*** Block opens ***

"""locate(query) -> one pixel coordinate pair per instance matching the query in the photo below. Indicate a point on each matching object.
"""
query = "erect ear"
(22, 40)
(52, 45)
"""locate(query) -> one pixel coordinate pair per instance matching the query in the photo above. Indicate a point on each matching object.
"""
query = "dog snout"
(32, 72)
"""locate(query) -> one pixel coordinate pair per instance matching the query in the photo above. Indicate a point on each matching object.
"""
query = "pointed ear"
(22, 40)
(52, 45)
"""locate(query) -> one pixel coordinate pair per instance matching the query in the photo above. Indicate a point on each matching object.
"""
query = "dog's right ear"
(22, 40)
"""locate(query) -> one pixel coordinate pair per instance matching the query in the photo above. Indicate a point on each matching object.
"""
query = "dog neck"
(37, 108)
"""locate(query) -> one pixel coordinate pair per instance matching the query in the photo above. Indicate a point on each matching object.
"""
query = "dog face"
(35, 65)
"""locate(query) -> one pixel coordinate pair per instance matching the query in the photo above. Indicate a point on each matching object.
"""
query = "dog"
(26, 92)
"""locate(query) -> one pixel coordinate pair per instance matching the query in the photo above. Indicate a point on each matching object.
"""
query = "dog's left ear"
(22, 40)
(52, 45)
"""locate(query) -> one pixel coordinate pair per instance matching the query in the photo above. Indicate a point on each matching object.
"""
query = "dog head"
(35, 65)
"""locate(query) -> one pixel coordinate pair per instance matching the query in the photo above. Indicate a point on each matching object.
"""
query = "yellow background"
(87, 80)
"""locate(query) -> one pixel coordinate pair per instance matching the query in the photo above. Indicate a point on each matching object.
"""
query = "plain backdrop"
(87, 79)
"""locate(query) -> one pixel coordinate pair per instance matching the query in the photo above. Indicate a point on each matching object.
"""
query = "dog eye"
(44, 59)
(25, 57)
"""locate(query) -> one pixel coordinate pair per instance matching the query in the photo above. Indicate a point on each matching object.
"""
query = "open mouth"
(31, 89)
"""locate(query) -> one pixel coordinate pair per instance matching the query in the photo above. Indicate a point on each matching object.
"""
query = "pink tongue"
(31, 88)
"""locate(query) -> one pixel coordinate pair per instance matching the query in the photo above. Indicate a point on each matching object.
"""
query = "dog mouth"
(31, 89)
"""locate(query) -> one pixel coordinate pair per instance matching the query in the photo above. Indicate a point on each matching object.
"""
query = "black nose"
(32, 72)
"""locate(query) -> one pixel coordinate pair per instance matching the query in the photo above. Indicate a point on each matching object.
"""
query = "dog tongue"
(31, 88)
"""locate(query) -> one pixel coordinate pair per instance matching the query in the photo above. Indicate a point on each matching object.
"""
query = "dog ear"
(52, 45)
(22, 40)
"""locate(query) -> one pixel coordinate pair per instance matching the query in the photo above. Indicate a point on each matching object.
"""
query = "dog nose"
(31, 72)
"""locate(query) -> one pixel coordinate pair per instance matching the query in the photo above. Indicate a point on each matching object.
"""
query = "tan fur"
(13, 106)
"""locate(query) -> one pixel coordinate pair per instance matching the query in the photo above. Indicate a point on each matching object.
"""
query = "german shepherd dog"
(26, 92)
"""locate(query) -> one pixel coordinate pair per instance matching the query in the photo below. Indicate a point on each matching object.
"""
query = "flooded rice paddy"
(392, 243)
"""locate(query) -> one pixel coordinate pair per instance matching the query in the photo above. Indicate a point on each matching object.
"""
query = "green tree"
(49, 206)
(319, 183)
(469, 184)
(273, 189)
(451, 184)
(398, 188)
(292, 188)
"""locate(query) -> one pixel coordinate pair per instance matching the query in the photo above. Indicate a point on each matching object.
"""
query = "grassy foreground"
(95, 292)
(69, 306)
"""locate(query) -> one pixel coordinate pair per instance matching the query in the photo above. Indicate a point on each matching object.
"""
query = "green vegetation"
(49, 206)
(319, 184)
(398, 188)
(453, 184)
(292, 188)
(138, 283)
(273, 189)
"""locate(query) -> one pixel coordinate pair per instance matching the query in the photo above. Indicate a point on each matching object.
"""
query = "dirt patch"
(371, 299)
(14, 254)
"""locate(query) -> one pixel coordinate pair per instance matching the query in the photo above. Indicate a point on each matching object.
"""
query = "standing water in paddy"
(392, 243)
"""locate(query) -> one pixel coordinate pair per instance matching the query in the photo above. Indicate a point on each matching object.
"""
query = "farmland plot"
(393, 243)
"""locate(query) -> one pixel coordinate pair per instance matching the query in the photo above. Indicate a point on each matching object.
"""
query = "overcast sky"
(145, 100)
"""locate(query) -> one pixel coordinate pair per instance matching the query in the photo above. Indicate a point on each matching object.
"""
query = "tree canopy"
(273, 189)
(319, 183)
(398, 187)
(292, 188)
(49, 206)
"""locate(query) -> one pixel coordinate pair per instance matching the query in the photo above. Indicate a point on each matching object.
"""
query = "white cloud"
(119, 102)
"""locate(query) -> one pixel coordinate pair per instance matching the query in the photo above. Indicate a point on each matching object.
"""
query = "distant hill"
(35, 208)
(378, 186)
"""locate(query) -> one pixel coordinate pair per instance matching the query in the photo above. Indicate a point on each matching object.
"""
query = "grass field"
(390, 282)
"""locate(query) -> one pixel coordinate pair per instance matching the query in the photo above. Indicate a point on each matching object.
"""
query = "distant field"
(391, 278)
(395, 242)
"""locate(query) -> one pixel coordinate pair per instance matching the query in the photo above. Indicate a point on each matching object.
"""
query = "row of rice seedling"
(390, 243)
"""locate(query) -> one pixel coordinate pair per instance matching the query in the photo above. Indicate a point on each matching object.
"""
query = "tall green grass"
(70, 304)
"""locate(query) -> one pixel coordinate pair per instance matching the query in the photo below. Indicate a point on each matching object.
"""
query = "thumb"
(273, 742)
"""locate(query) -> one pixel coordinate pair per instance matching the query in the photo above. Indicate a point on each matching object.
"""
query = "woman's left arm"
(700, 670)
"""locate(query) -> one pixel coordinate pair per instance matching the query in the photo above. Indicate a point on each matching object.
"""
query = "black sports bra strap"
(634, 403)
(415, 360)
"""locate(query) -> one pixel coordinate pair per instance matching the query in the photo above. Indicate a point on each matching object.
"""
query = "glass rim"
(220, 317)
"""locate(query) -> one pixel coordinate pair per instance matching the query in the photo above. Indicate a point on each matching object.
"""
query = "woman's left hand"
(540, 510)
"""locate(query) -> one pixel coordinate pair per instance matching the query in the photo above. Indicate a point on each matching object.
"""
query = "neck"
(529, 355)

*** Block closes ***

» **Exercise objective**:
Without altering a single word, reproduce the entries above.

» **Answer area**:
"""locate(query) -> one pixel coordinate pair per instance matching the query in the photo below. Indicate a point on each matching object.
"""
query = "erect ear"
(22, 40)
(52, 45)
"""locate(query) -> one pixel coordinate pair per instance matching the query in the photo above. Indicate a point on each matching object.
"""
query = "dog snout"
(32, 72)
"""locate(query) -> one pixel coordinate pair per instance matching the query in the photo above. Indicate a point on each matching object.
"""
query = "pointed ear"
(22, 40)
(52, 45)
"""locate(query) -> one pixel coordinate pair per instance matching the query in the photo above. Indicate a point on each matching object.
"""
query = "dog's right ear"
(22, 40)
"""locate(query) -> one pixel coordinate pair per instance matching the query in the photo above. Indicate a point on each matching object.
"""
query = "dog neck"
(37, 108)
"""locate(query) -> one pixel coordinate pair per instance matching the query in the photo above. Indicate a point on each matching object.
"""
query = "dog face"
(35, 65)
"""locate(query) -> one pixel coordinate pair per instance matching the query in the photo above. Indicate a point on each matching object.
"""
query = "dog"
(26, 92)
"""locate(query) -> one pixel coordinate pair per instance matching the query in the photo above. Indicate a point on each matching object.
"""
query = "dog's left ear"
(22, 40)
(52, 45)
"""locate(query) -> one pixel coordinate pair per instance matching the query in the photo above. Indicate a point on each matching object.
"""
query = "dog head"
(35, 65)
"""locate(query) -> one pixel coordinate pair per instance matching the query in the photo above. Indicate a point on each matching object.
"""
query = "yellow background"
(87, 80)
"""locate(query) -> one pixel coordinate pair per instance matching the query in the photo above. Indicate a point on each matching object.
"""
query = "plain backdrop"
(87, 79)
"""locate(query) -> one pixel coordinate pair per instance matching the query in the photo above. Indicate a point on each matching object.
"""
query = "dog eye"
(44, 59)
(25, 57)
"""locate(query) -> one pixel coordinate pair per instance matching the query in the photo above. Indicate a point on each matching object.
"""
query = "open mouth"
(31, 89)
"""locate(query) -> one pixel coordinate pair per instance matching the query in the photo above. Indicate a point on each matching object.
"""
query = "pink tongue"
(31, 88)
"""locate(query) -> one pixel coordinate pair per instance matching the query in the photo above. Indicate a point on each matching object.
"""
query = "dog mouth"
(31, 89)
"""locate(query) -> one pixel coordinate pair per instance matching the query in the photo above. Indicate a point on each matching object.
"""
query = "black nose"
(32, 72)
"""locate(query) -> one pixel coordinate pair per instance matching the query in the photo above. Indicate a point on each matching object.
"""
query = "dog tongue"
(31, 88)
"""locate(query) -> one pixel coordinate pair per instance matching the query in the photo above. Indicate a point on each matching object.
"""
query = "dog ear"
(52, 45)
(22, 40)
"""locate(query) -> one pixel coordinate pair per instance matching the query in the photo above. Indicate a point on each matching object.
"""
query = "dog nose"
(31, 72)
"""locate(query) -> one pixel coordinate pair per instance matching the query in the photo above. Indicate a point on each matching object.
"""
query = "tan fur"
(13, 106)
"""locate(query) -> one pixel coordinate pair per instance matching the query in the photo above. Indicate a point on each matching object.
"""
query = "german shepherd dog"
(26, 92)
"""locate(query) -> one pixel coordinate pair per instance matching the query in the photo below. Indicate a point on each matching object.
"""
query = "flooded rice paddy"
(392, 243)
"""locate(query) -> one pixel coordinate pair per instance matching the query in the photo above. Indicate a point on each matching object.
"""
query = "green tree"
(49, 206)
(319, 183)
(469, 184)
(273, 189)
(451, 184)
(398, 188)
(292, 188)
"""locate(query) -> one pixel coordinate pair per instance matching the query in the photo above. Indicate a point on each matching object.
"""
query = "grassy foreground"
(95, 292)
(69, 306)
"""locate(query) -> one pixel coordinate pair per instance matching the query in the photo above. Indicate a point on each matching object.
"""
query = "green vegetation"
(49, 206)
(319, 184)
(398, 188)
(453, 184)
(292, 188)
(138, 283)
(273, 189)
"""locate(query) -> one pixel coordinate pair per instance matching the query in the photo above. Indicate a point on each matching object.
"""
query = "dirt patch"
(371, 299)
(14, 254)
"""locate(query) -> one pixel coordinate pair per instance matching the query in the photo above. Indicate a point on each matching object.
"""
query = "standing water in paddy"
(392, 243)
"""locate(query) -> one pixel coordinate pair per instance matching the query in the photo above. Indicate a point on each matching object.
"""
query = "farmland plot"
(393, 243)
"""locate(query) -> one pixel coordinate pair per instance matching the query in the photo above. Indicate a point on each matching object.
"""
query = "overcast sky"
(145, 100)
"""locate(query) -> one pixel coordinate pair per instance matching the query in the photo above. Indicate a point on each matching object.
"""
query = "tree canopy"
(273, 189)
(319, 183)
(398, 187)
(292, 188)
(49, 206)
"""locate(query) -> one pixel coordinate pair per instance matching the query in the photo above. Indicate a point on each matching object.
"""
query = "white cloud"
(119, 102)
"""locate(query) -> one pixel coordinate pair per instance matching the query in the photo above. Indicate a point on each matching object.
"""
query = "distant hill"
(35, 208)
(378, 186)
"""locate(query) -> one pixel coordinate pair per instance matching the query in the photo above. Indicate a point on each matching object.
"""
query = "grass field"
(390, 282)
"""locate(query) -> one pixel coordinate pair per instance matching the query in the photo above. Indicate a point on each matching object.
"""
query = "distant field"
(391, 278)
(395, 242)
"""locate(query) -> one pixel coordinate pair per instance matching the query in the photo above. Indicate a point on each matching object.
"""
query = "row of rice seedling"
(390, 243)
"""locate(query) -> one pixel coordinate pair per instance matching the query in the photo above. Indicate a point on each matching object.
"""
query = "tall green grass"
(70, 304)
"""locate(query) -> one pixel coordinate pair per instance matching the query in the photo below. Indicate a point on each matching object.
"""
query = "thumb"
(273, 742)
"""locate(query) -> one pixel coordinate pair per instance matching the query in the photo above. Indicate a point on each matching object.
"""
query = "woman's left arm"
(700, 670)
"""locate(query) -> one pixel coordinate pair per instance matching the query in the photo above. Indicate a point on each matching object.
"""
query = "black sports bra strap"
(634, 403)
(415, 360)
"""locate(query) -> one pixel coordinate pair per instance matching the query in the photo above. Indicate a point on each matching object.
"""
query = "glass rim"
(220, 317)
"""locate(query) -> one pixel coordinate pair per instance matching the query in the photo above. Indicate a point on each matching object.
"""
query = "woman's left hand"
(540, 510)
"""locate(query) -> one pixel coordinate pair per instance matching the query in the photo above. Indicate a point on each matching object.
"""
query = "neck"
(529, 355)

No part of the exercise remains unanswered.